> EXERCISE INPUT:
::::::::::
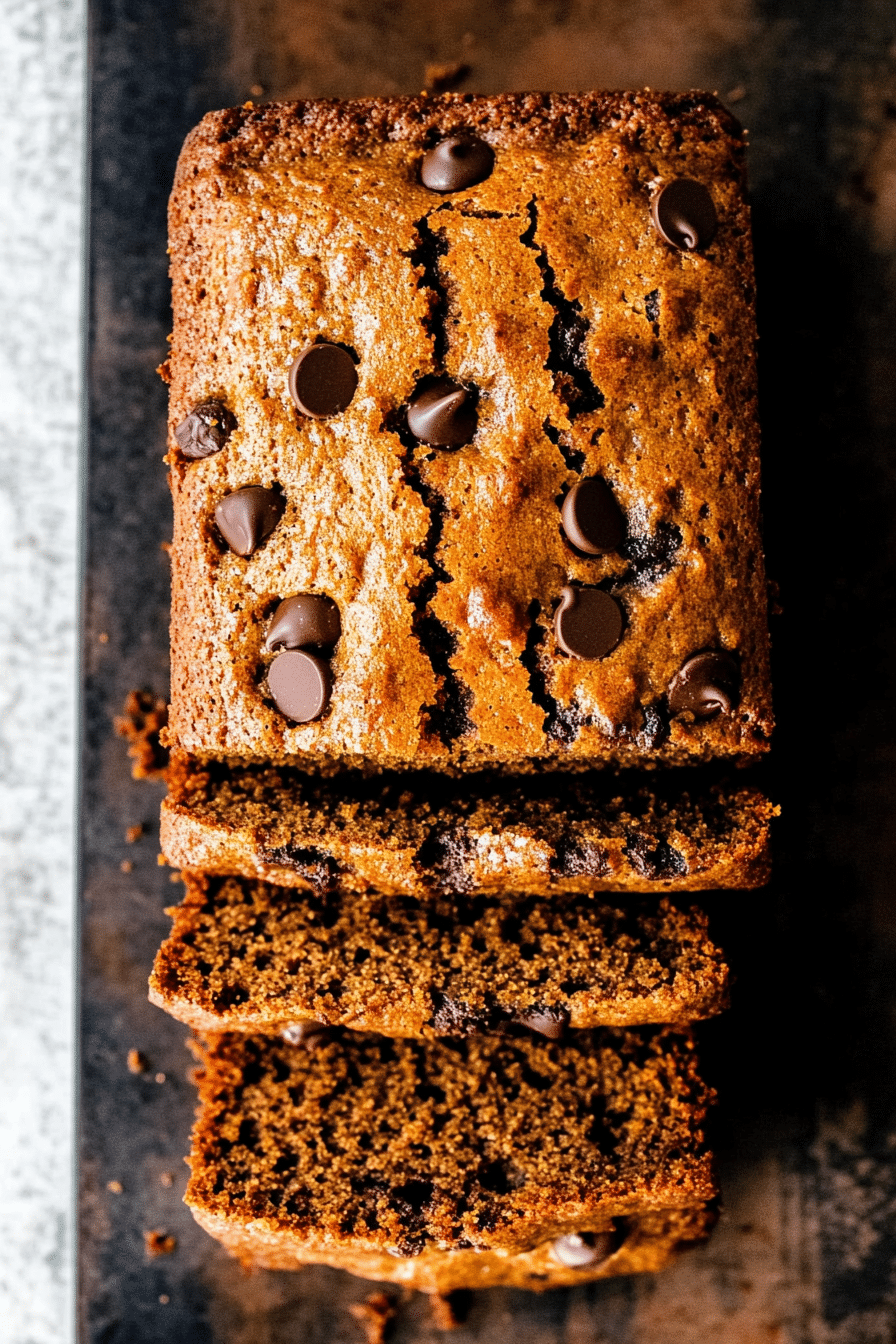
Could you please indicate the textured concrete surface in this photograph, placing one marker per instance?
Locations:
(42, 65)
::::::::::
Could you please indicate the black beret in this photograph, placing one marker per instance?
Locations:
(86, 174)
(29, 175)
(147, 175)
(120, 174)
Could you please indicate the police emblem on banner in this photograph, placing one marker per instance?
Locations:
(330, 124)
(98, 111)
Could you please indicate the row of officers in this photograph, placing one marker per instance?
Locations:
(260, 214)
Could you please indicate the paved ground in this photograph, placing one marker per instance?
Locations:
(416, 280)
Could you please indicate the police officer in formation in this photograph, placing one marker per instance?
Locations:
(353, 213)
::::::::::
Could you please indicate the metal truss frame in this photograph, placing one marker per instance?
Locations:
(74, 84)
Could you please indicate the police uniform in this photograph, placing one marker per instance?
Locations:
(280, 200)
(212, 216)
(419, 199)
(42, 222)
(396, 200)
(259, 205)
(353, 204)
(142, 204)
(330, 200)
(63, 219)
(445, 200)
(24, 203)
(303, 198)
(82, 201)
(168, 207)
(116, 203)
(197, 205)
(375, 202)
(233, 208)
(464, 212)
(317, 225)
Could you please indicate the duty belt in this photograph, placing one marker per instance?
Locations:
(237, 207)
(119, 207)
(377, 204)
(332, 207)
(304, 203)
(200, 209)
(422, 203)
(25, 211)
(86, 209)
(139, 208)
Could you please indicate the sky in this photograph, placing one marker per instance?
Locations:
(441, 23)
::::::::::
> WORK TO DO:
How many lines of the material above contain the word "marker"? Reply with the number alone.

> RESPONSE TO THIS EXERCISE:
10